Nach den Lehrbüchern der Physik kann in bestimmten Medien die Phasengeschwindigkeit in Lichtpulsen durchaus größer sein als die Lichtgeschwindigkeit c. Die Gruppengeschwindigkeit soll dagegen diese Grenze nicht überschreiten können. Und da sie der Träger von Information ist, gibt es keine Konflikte mit der Relativitätstheorie. Danach könnte nämlich ein Beobachter in einem schnell bewegten System ansonsten ein überlichtschnelles Signal ankommen sehen, bevor es abgeschickt wurde. Dieser Blick in die Zukunft wäre ein krasser Verstoß gegen das Kausalitätsprinzip, wonach immer erst die Ursache auftritt und dann die Wirkung.

"Es ist nicht wahr, was in den Lehrbüchern steht", meint nun Raymond Chaio von der University of California in Berkeley. Denn Wissenschaftler haben durchaus schon experimentell Gruppengeschwindigkeiten gemessen, die größer als c waren. In den meisten Versuchen schickten sie den Lichtpuls dazu durch hochabsorbierende Substanzen. Hatte er zu Beginn die Form einer Gauß-Glocke, so wurde er in dem Material "umgeformt": Der mittlere Teil wurde stärker abgeschwächt als der vordere Abschnitt, so dass er mit stark verringerter Intensität austrat und etwa wie ein der Länge nach halbierter Tropfen geformt war, dessen Maximum nun im vorderen Bereich lag. Dabei hat sich jedoch kein Teil des Pulses überlichtschnell bewegt, sagt Chiao.

ROHDATEN>
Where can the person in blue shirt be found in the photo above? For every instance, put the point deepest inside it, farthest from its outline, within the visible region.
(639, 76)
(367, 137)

AUFGABE> Führe den Text über überlichtschnelle Lichtpulse im Anschluss an seinen letzten Satz weiter.

ERGEBNIS>
Der Aufbau für einen neuen Versuch, den ein Team unter der Leitung von Anedio Ranfagni vom Italien National Research Council in Finenze durchgeführt hat, sieht recht harmlos aus: Die Forscher schickten Mikrowellen von 3,5 cm Wellenlänge durch eine enge, ringförmige Öffnung auf einen großen, fokussierenden Spiegel. Dieser reflektierte den Strahl hinter die Quelle zurück. Die Wissenschaftler modulierten die Mikrowellen mit Rechteckpulsen und bestimmten deren Ankunftszeiten auf der Strahlachse in Abständen zwischen 30 und 140 cm hinter der Quelle. Ihren Diagrammen zufolge, auf denen sie die Laufzeit gegen die Entfernung aufgetragen hatten, wanderten die Mikrowellen scheinbar mit 105 bis 107 Prozent der Lichtgeschwindigkeit. Ab einer Distanz von einem Meter näherte sich ihre Geschwindigkeit jedoch wieder c (Physical Review Letters vom 22. Mai 2000).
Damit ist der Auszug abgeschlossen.